* _WAT JE DOET_
a - Welk artikel van Boek 7 van het Burgerlijk Wetboek wordt in de tekst over verwijtbare werkloosheid genoemd voor een dringende reden?
b - Zet de tekst over verwijtbare werkloosheid voort vanaf de laatste zin.

* _TEKST TER BEOORDELING_
........

2. De werknemer is verwijtbaar werkloos geworden indien:
a. aan de werkloosheid een dringende reden ten grondslag ligt in de zin van artikel 678 van Boek 7 van het Burgerlijk Wetboek en de werknemer terzake een verwijt kan worden gemaakt;
b. de dienstbetrekking is beëindigd door of op verzoek van de werknemer zonder dat aan de voortzetting ervan zodanige bezwaren waren verbonden, dat deze voortzetting redelijkerwijs niet van hem kon worden gevergd.
Er werd gezegd in de uitspraak:
Gelet hierop heeft het Uwv ten onrechte de door appellant gevraagde WW-uitkering geweigerd wegens verwijtbare werkloosheid als bedoeld in artikel 24, eerste lid, aanhef en onder a, in verbinding met 24, tweede lid, aanhef en onder a, van de WW
Vraag A.) Hier vroeg ik me dus af of het bewust liegen tegen je werkgever over de redenen voor je afwezigheid niet ook valt onder "verwijtbare werkeloosheid" (rode en paarse tekst). M.a.w. kan het "liegen" van een werknemer over
de redenen van zijn afwezigheid als "dringende noodzaak" (paarse tekst) beschouwd worden als hij sowieso verhinderd was om te komen? De rechtbank dacht van niet.

........

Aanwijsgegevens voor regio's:
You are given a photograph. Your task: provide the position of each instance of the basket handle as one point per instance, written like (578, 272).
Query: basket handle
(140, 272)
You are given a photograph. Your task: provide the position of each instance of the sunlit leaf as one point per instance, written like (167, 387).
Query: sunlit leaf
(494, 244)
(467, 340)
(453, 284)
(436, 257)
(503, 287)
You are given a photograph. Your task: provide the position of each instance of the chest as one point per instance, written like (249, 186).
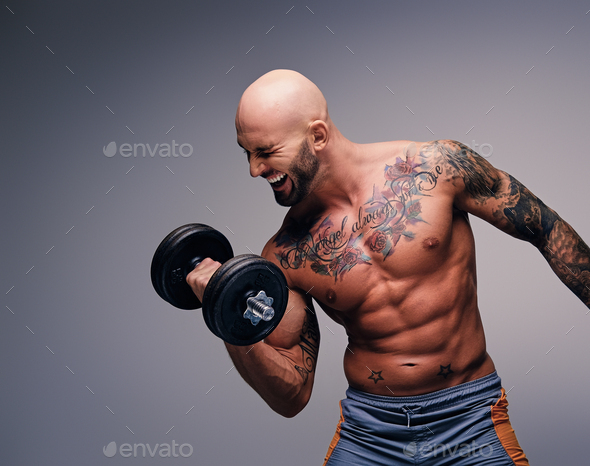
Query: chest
(343, 258)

........

* _ANTWOORDEN BIJ OEFENING_
a - Artikel 678.

b -
Appellant kan dan ook worden verweten dat hij door eigen toedoen passende arbeid niet heeft behouden. Hiermee heeft hij het in artikel 24, eerste lid, aanhef en onder b, ten derde, van de WW opgenomen voorschrift overtreden
Vraag B.) Hier vroeg ik me dus af of het argument dat hij had kunnen weten dat hij het risico liep dat zijn collega's niet met hem zouden willen werken had mogen worden opgevoerd als argument voor het overtreden van het WW artikel dat ik hierboven in groene tekst heb neergezet. M.a.w. is dat een argument om in het algemeen, wettelijk technisch te mogen spreken van het overtreden van de groene tekst?
Is deze discussie dan niet al lang over? Als we ons moeten beperken tot deze zaak, niet mogen generaliseren, geen hypothetische variaties op het senario mogen overwegen, en ook geen andere zaken er bij mogen betrekken dan houd het snel op.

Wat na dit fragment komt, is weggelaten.